This theme addresses a key phenomenon in contemporary market society: the rise of multisided digital platforms. In efforts to improve matching and markets, the establishment of multisided digital platforms has given rise to some of the fastest growing and most highly valued firms in the world.

As Adam Smith proposed, the division of labour is limited by the extent of the market, making it key to specialization, resource allocation, and innovation. Contemporary digital market platforms harness the promises of individualized, tailor-made marketplaces through digitalization, thereby aiding specialization. How this is done and how the economic gains from such changes are distributed will be highly consequential in reforming market society and its key institutions.

The theme focuses on understanding the logic behind the emergence and establishment of platform giants and the market society they contribute to build. It includes studying the digital transformation and migration of market ecosystems, ensuing new patterns of data collection and value creation, as well as explore theassociated strategic challenges for incumbents and entrants. In addressing these issues, we draw on our combination of strategy and marketing competence and on engagement from key stakeholders directly involved in shaping our future markets.

The recent use of digitally supported multisided platforms is a dramatic, but logical extension of the ongoing delocalization of product markets, but also of factor markets like the ones for labour and capital. Based on an understanding of the fundamental nature of platforms (both in a marketing and production context) and their institutional embeddedness, we explore the strategic actions of both entrepreneurs and incumbent firms and their effects on value creation and viability of business models. The research effort is thus an example of investigating the effects of strategic migration and shaping of markets and marketing under conditions of socio-political tension, climate change, and radical technological shifts.

------------

# [Set problem 1]
Reproduce the passage on multisided digital platforms, starting with "The recent use" and going on through "radical technological shifts.".
# [Set problem 2]
Answer these questions using the passage on multisided digital platforms.
(a) According to Adam Smith's proposal, what limits the division of labor?
(b) Which two areas of competence does the theme draw on?
(c) Under what conditions does the research investigate strategic migration and the shaping of markets and marketing?

# [Listed entries]
------------

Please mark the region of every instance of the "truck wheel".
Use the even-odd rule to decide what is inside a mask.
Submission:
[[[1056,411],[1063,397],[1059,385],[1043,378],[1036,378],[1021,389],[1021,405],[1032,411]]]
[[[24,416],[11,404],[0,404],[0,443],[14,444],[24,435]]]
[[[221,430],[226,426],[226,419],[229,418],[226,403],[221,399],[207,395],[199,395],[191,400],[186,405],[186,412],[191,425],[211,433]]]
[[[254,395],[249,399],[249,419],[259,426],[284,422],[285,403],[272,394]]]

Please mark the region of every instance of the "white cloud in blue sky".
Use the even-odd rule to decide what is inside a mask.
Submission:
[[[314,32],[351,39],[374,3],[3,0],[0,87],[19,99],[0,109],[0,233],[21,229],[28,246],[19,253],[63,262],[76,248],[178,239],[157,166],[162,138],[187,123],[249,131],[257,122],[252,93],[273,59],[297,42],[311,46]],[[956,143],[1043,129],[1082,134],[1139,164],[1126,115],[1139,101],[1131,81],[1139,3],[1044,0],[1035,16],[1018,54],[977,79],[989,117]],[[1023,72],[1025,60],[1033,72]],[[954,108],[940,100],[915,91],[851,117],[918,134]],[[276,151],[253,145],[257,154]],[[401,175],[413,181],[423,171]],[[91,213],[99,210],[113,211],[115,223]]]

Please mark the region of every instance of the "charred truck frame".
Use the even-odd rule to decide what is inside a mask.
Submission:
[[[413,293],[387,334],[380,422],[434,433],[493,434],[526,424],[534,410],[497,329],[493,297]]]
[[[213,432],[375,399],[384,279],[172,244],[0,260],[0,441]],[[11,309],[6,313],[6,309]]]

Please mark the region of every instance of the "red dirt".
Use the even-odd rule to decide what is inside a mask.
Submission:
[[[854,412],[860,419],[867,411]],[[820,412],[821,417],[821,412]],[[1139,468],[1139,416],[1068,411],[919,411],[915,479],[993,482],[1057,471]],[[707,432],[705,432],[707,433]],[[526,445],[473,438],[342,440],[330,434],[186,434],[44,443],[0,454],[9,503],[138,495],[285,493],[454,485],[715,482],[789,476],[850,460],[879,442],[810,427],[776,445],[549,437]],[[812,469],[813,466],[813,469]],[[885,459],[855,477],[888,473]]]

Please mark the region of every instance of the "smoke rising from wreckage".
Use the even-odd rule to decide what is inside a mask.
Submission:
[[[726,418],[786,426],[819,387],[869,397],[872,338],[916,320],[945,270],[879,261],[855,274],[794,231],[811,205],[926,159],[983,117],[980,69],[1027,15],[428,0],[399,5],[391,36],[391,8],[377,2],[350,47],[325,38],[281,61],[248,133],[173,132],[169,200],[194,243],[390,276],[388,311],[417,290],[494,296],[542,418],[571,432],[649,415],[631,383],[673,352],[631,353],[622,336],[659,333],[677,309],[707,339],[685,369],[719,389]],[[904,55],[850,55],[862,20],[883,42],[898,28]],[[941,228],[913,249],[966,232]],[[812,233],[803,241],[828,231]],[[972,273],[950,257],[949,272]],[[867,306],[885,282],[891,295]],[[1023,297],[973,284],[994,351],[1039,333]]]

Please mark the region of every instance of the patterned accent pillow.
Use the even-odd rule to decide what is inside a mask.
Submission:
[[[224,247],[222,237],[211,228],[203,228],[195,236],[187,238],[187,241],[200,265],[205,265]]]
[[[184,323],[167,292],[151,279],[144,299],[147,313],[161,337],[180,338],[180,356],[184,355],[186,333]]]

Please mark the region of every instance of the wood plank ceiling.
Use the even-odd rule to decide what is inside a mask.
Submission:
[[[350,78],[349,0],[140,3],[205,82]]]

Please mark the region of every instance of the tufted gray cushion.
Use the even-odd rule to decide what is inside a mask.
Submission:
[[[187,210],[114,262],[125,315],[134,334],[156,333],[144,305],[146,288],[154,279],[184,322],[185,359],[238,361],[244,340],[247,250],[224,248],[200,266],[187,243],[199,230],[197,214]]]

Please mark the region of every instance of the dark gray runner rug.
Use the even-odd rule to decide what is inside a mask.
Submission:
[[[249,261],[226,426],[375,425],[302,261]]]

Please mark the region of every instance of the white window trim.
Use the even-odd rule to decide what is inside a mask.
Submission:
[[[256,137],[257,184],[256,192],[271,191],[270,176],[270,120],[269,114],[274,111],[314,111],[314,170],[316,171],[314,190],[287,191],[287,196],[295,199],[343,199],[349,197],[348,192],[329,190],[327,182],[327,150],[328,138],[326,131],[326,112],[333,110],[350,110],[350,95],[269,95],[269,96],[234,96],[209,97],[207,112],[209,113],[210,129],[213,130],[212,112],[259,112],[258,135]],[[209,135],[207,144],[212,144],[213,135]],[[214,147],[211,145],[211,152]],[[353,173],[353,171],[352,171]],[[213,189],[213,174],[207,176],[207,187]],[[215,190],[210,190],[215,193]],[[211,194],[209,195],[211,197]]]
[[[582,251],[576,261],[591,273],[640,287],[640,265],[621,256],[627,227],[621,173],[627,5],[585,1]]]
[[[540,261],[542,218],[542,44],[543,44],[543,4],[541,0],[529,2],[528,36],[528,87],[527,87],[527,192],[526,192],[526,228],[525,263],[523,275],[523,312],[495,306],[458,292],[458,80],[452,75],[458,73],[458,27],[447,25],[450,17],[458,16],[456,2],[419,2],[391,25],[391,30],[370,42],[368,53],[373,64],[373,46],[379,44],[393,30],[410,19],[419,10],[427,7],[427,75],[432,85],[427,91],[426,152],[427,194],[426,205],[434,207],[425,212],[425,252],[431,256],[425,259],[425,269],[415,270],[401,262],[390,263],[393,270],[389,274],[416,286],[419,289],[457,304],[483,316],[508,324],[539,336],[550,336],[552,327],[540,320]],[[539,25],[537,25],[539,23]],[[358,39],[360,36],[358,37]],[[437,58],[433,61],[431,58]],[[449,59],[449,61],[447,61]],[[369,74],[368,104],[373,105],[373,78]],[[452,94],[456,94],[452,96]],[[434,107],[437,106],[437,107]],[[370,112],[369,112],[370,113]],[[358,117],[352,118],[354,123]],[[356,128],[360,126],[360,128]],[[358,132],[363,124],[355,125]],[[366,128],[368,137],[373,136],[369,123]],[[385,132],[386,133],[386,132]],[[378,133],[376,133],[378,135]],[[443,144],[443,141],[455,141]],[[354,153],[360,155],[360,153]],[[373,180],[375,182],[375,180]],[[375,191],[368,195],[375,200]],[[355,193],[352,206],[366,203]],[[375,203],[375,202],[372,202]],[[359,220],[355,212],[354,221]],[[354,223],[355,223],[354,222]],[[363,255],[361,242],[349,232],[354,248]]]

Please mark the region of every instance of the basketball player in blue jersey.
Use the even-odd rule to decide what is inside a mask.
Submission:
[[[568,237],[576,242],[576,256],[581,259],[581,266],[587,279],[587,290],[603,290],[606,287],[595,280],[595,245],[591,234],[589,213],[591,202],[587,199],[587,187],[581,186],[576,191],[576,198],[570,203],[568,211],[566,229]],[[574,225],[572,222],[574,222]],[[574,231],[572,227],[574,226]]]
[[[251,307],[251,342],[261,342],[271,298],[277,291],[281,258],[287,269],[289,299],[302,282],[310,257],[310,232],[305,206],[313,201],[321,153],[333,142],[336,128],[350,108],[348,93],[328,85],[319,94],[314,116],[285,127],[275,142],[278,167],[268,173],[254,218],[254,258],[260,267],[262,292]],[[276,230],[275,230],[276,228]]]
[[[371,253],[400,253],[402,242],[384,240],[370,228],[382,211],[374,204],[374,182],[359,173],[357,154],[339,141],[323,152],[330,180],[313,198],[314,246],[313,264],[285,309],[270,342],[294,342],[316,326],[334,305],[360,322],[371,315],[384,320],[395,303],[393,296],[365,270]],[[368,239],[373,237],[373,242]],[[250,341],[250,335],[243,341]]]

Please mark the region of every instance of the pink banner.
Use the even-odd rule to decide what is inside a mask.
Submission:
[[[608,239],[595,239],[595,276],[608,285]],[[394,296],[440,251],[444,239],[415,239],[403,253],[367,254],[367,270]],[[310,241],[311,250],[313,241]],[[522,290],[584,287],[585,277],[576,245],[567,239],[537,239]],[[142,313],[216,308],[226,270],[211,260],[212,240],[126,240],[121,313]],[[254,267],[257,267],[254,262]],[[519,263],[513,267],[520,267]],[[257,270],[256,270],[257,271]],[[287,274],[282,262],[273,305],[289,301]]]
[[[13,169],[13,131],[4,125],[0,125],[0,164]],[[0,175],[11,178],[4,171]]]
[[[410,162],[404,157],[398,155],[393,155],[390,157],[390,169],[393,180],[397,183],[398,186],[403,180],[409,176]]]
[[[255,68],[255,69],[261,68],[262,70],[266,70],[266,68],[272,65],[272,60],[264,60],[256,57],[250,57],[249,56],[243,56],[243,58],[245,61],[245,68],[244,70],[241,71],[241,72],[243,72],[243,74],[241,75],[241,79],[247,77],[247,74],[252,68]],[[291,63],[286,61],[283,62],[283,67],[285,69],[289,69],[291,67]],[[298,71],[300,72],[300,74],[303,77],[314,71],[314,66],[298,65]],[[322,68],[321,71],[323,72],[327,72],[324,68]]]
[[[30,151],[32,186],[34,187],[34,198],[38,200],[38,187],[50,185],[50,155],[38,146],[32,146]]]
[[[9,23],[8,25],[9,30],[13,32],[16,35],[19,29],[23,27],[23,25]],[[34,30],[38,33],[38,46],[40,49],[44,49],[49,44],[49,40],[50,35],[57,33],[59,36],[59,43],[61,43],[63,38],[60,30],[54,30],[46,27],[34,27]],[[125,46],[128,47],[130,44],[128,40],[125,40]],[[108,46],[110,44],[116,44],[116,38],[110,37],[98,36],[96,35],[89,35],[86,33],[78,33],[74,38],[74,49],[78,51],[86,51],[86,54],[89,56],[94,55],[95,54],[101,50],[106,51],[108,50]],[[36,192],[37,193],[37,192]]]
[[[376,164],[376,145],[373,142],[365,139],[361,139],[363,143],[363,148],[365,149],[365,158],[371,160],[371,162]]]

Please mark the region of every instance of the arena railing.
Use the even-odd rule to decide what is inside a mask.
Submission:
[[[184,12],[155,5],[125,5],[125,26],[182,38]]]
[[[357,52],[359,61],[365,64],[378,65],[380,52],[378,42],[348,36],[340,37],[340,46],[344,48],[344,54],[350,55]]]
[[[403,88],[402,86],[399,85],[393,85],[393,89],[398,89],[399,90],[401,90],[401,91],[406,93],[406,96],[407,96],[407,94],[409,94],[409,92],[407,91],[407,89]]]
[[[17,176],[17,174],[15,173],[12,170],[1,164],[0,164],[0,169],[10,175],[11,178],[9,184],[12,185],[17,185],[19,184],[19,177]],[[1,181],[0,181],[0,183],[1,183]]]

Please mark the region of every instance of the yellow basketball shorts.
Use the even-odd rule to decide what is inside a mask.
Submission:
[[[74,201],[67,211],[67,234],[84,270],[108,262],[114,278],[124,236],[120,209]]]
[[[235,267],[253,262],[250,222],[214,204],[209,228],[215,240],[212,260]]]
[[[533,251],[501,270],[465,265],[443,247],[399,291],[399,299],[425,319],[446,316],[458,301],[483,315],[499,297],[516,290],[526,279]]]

------------

# [Full answer 1]
The recent use of digitally supported multisided platforms is a dramatic, but logical extension of the ongoing delocalization of product markets, but also of factor markets like the ones for labour and capital. Based on an understanding of the fundamental nature of platforms (both in a marketing and production context) and their institutional embeddedness, we explore the strategic actions of both entrepreneurs and incumbent firms and their effects on value creation and viability of business models. The research effort is thus an example of investigating the effects of strategic migration and shaping of markets and marketing under conditions of socio-political tension, climate change, and radical technological shifts.

# [Full answer 2]
(a) The extent of the market.
(b) Strategy and marketing.
(c) Socio-political tension, climate change, and radical technological shifts.